[Objective 1]
In the message about code signing, why do Microsoft and Apple signing certificates not need online validation after signing?

[Excerpt to read]
....................

The use Microsoft cross-signed certificates and Apple signing
certificates come with contractual obligations specifying the
circumstances under which signatures may be used.  A signature is not
simply a method of proving that code has not been altered.  A signature
is an indication to a customer that all of the terms of use which might
include design requirements, QA requirements, certification
requirements, licensing requirements, etc. are satisfied by the signed
binary.

Using a Microsoft or Apple signing certificate is not the same as
signing an object with your own self-generated cert.  The certificates
are trusted by the kernel and do not require subsequent online validation.

Jeffrey Altman


On 10/21/2014 1:37 AM, Mattias Pantzare wrote:
> Why would signing of binaries imply anything more that just generate the
> binaries without signing? The only thing that signing anything adds it a
> way to prove that nothing has been altered.
> 
> You are just as open for lawsuits without signing, the only difference
> is that you can trace the right source more easily with the signing.

....................

[Segmentation annotation records]
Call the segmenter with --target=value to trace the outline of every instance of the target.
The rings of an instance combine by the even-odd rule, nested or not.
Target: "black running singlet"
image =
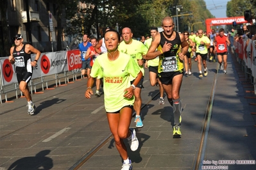
[[[30,64],[31,61],[31,54],[26,53],[25,47],[26,45],[24,44],[19,51],[16,50],[16,47],[13,48],[13,56],[15,59],[15,67],[16,73],[33,72],[33,68]]]

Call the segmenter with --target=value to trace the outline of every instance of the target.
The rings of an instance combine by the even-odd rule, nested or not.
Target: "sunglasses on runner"
[[[13,38],[13,40],[21,40],[21,39],[22,39],[22,38],[19,38],[19,37],[14,37]]]

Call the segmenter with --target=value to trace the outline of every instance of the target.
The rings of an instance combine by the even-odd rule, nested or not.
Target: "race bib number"
[[[24,67],[25,66],[25,61],[24,57],[15,57],[15,66]]]
[[[92,63],[94,63],[95,59],[96,59],[97,57],[99,56],[98,54],[95,54],[92,56]]]
[[[199,46],[198,46],[198,49],[199,49],[199,50],[200,51],[203,51],[203,50],[205,50],[205,45],[200,45]]]
[[[87,52],[87,51],[83,51],[82,52],[82,57],[83,57],[83,58],[85,58],[85,56],[86,56],[86,52]]]
[[[176,56],[165,58],[162,61],[164,72],[171,72],[177,70]]]
[[[219,45],[218,46],[218,49],[220,50],[223,50],[225,49],[225,46],[224,45],[224,44],[219,44]]]

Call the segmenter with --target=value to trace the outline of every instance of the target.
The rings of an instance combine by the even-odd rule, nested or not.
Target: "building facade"
[[[13,44],[12,38],[17,33],[22,34],[25,43],[31,44],[40,51],[56,51],[58,32],[56,20],[56,4],[53,3],[54,1],[8,1],[6,17],[9,33],[3,33],[1,29],[0,36],[3,37],[3,34],[8,34],[10,43]],[[62,14],[62,17],[63,30],[66,23],[65,13]],[[63,35],[62,33],[60,33]],[[62,50],[65,49],[67,45],[67,38],[63,35]]]

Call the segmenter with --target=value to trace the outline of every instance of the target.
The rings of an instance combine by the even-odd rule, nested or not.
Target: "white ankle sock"
[[[129,157],[128,157],[127,159],[124,160],[124,162],[126,164],[130,164]]]

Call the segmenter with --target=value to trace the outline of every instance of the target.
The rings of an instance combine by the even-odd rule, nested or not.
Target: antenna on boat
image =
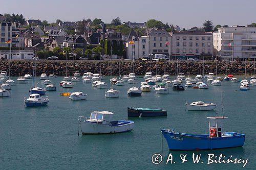
[[[221,111],[222,112],[222,118],[224,118],[223,115],[223,102],[222,101],[222,92],[221,93]]]

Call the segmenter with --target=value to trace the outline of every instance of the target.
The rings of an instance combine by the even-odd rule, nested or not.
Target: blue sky
[[[119,16],[122,21],[154,18],[181,28],[202,27],[205,20],[216,25],[256,22],[255,0],[3,1],[0,14],[23,14],[30,19],[77,21],[100,18],[105,23]]]

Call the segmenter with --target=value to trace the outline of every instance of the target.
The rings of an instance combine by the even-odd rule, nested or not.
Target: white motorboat
[[[11,85],[7,83],[4,83],[1,85],[1,89],[5,90],[11,90]]]
[[[231,82],[232,83],[237,83],[238,82],[238,79],[232,78],[232,79],[231,79]]]
[[[32,76],[32,75],[30,74],[26,74],[25,76],[24,76],[24,77],[25,77],[25,78],[27,79],[30,79],[33,78],[33,76]]]
[[[7,72],[1,71],[0,74],[0,82],[5,82],[8,79],[8,76],[7,75]]]
[[[202,83],[198,85],[198,88],[199,89],[208,89],[209,86],[206,84]]]
[[[196,76],[196,79],[201,80],[202,78],[203,77],[201,75],[197,75],[197,76]]]
[[[129,74],[129,79],[135,79],[136,77],[135,76],[135,74],[134,72],[131,72]]]
[[[129,79],[129,75],[123,75],[123,78],[121,80],[124,82],[127,82]]]
[[[156,85],[155,92],[157,94],[167,94],[169,93],[169,88],[165,87],[164,83],[159,83]]]
[[[124,85],[124,82],[122,80],[118,80],[116,82],[116,85],[117,86],[123,86]]]
[[[5,83],[7,83],[8,84],[9,84],[11,86],[13,86],[14,84],[15,84],[15,81],[11,80],[11,79],[9,79],[9,80],[7,80]]]
[[[127,91],[127,94],[131,96],[141,96],[141,90],[138,87],[131,87]]]
[[[165,82],[165,86],[170,87],[173,86],[173,83],[170,80],[166,81]]]
[[[115,98],[119,96],[119,91],[114,89],[109,89],[105,92],[105,97],[107,98]]]
[[[185,87],[193,87],[194,86],[194,84],[191,83],[186,83],[186,84],[185,85]]]
[[[82,79],[83,80],[87,78],[91,79],[93,77],[93,74],[91,72],[84,72],[83,74],[82,77]]]
[[[80,76],[81,76],[81,74],[79,71],[75,71],[74,74],[74,77],[80,77]]]
[[[28,83],[29,82],[28,79],[26,79],[25,77],[19,77],[18,79],[17,79],[17,81],[19,83]]]
[[[52,84],[52,82],[51,81],[51,80],[47,79],[44,81],[44,84],[45,84],[45,85],[48,85]]]
[[[151,91],[151,86],[146,84],[141,85],[140,86],[140,90],[141,91]]]
[[[133,84],[133,81],[134,81],[133,79],[129,79],[129,80],[128,80],[128,81],[127,81],[127,83],[128,84]]]
[[[163,75],[163,77],[162,77],[162,79],[169,80],[170,79],[170,76],[167,74]]]
[[[212,76],[208,76],[208,78],[207,78],[207,83],[211,83],[211,82],[212,82],[212,81],[214,80],[214,77],[212,77]]]
[[[114,113],[109,111],[94,111],[89,118],[79,116],[79,126],[82,134],[108,134],[131,131],[134,122],[131,120],[113,121]]]
[[[179,73],[178,74],[178,78],[180,78],[182,80],[185,80],[185,75],[183,73]]]
[[[62,86],[63,88],[72,88],[73,84],[72,82],[65,82],[62,83]]]
[[[203,102],[194,102],[190,104],[186,102],[186,107],[188,111],[211,110],[216,108],[216,104],[212,103],[205,103]]]
[[[85,79],[90,79],[87,78]],[[91,79],[92,82],[95,82],[95,81],[100,81],[100,79],[101,79],[99,76],[93,76]]]
[[[86,78],[83,80],[83,83],[91,83],[92,82],[92,80],[88,78]]]
[[[10,96],[11,92],[6,89],[0,89],[0,98],[1,97],[8,97]]]
[[[152,72],[146,72],[145,76],[144,76],[144,79],[146,79],[147,78],[151,78],[152,77]]]
[[[95,84],[95,87],[97,88],[106,88],[106,83],[103,82],[99,82],[96,84]]]
[[[48,84],[46,87],[46,90],[47,91],[55,91],[56,88],[56,86],[53,84]]]
[[[71,79],[71,81],[72,82],[79,82],[79,80],[80,80],[80,78],[78,77],[72,77],[72,78]]]
[[[47,75],[45,73],[43,73],[40,76],[40,80],[46,80],[47,79]]]
[[[219,80],[215,80],[211,82],[211,84],[214,86],[220,86],[221,85],[221,81]]]
[[[64,81],[71,81],[72,77],[65,77],[63,79],[63,80]]]
[[[55,79],[57,78],[57,76],[55,75],[50,75],[49,76],[49,79]]]
[[[76,91],[71,93],[69,98],[72,101],[79,101],[86,100],[87,95],[87,94],[84,94],[81,91]]]
[[[48,104],[49,99],[41,97],[39,94],[32,94],[29,98],[24,98],[24,105],[27,107],[45,106]]]

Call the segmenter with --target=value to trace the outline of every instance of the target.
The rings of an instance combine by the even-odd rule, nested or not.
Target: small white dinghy
[[[211,110],[216,108],[216,104],[201,101],[194,102],[189,104],[186,102],[186,107],[188,111]]]
[[[94,111],[90,118],[78,116],[79,126],[83,134],[108,134],[131,131],[134,122],[112,120],[114,113],[109,111]]]

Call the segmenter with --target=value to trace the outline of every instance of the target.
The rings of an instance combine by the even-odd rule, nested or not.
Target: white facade
[[[12,50],[11,59],[32,59],[34,56],[33,50]],[[0,58],[10,59],[10,51],[0,51]]]
[[[256,28],[220,28],[214,33],[214,45],[216,55],[223,59],[256,58]]]
[[[172,36],[173,58],[208,57],[213,56],[212,33],[174,32]]]
[[[168,56],[170,54],[169,45],[166,45],[166,43],[170,41],[170,44],[172,44],[171,37],[167,31],[152,30],[148,37],[150,54],[163,54]]]
[[[19,47],[20,37],[16,37],[19,34],[19,30],[17,29],[17,25],[2,22],[0,23],[0,46],[9,47],[10,43],[5,43],[9,39],[11,40],[13,47]]]

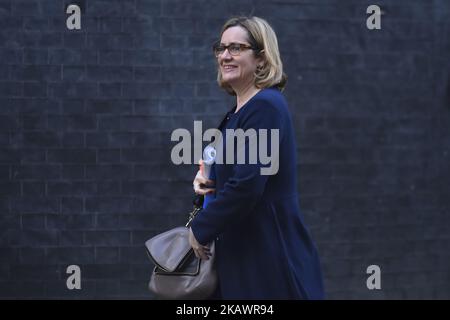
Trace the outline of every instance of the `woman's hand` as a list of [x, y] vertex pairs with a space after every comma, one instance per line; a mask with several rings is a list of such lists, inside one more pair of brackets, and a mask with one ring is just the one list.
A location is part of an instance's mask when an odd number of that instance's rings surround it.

....................

[Objective 2]
Gather every line in the listing that contains the string "mask".

[Exercise answer 1]
The kernel trusts them.

[Exercise answer 2]
Trace the outline of every instance of the `woman's hand` as a list of [x, y] vertex pairs with a space after every comma, one instance per line; a mask with several rings is a list of such lists, inside one more pair of brackets, and a mask with one ring is just the one list.
A location is part of an instance's mask when an odd number of that instance's rings surround it.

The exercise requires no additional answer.